▶ [Instructions for the task]:
Nothing but the lines from the one with "paths: evenodd" through the end of the records below should be written out, and each must match word for word.

▶ [Excerpted records]:
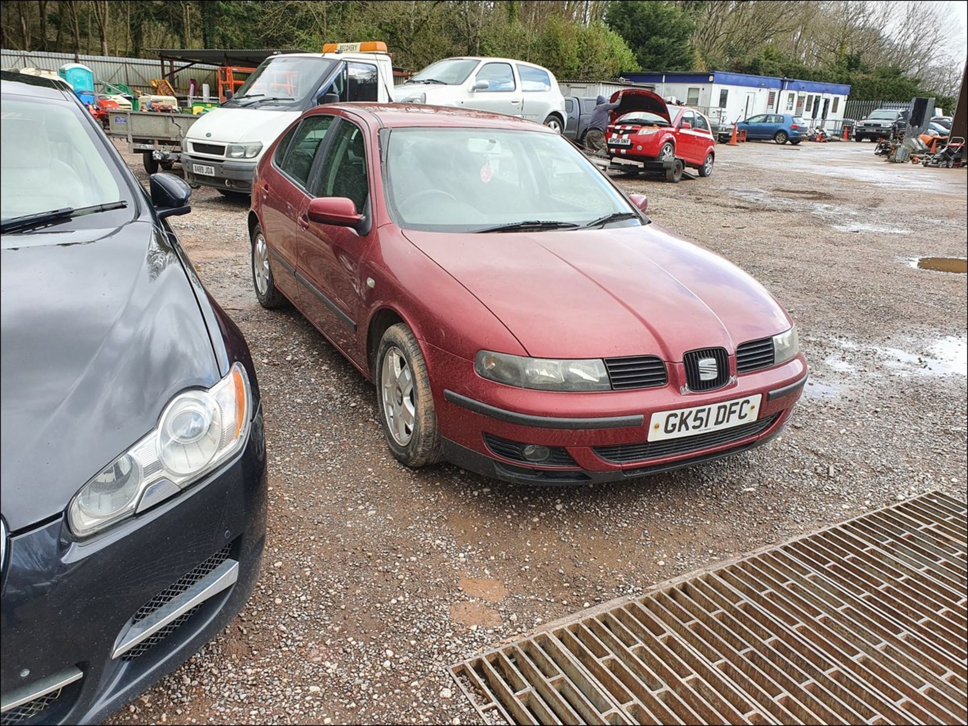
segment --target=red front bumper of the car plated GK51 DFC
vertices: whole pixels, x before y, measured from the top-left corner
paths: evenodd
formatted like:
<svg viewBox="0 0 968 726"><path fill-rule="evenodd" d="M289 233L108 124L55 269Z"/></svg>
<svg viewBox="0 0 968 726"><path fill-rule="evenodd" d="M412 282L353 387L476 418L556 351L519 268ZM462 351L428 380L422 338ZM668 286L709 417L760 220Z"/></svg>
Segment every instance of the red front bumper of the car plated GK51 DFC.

▶ [Answer to this problem]:
paths: evenodd
formatted like:
<svg viewBox="0 0 968 726"><path fill-rule="evenodd" d="M289 233L108 124L55 269Z"/></svg>
<svg viewBox="0 0 968 726"><path fill-rule="evenodd" d="M412 282L353 387L476 418L556 351L519 268ZM462 351L428 380L422 338ZM668 286L709 417L760 220Z"/></svg>
Segment every instance of the red front bumper of the car plated GK51 DFC.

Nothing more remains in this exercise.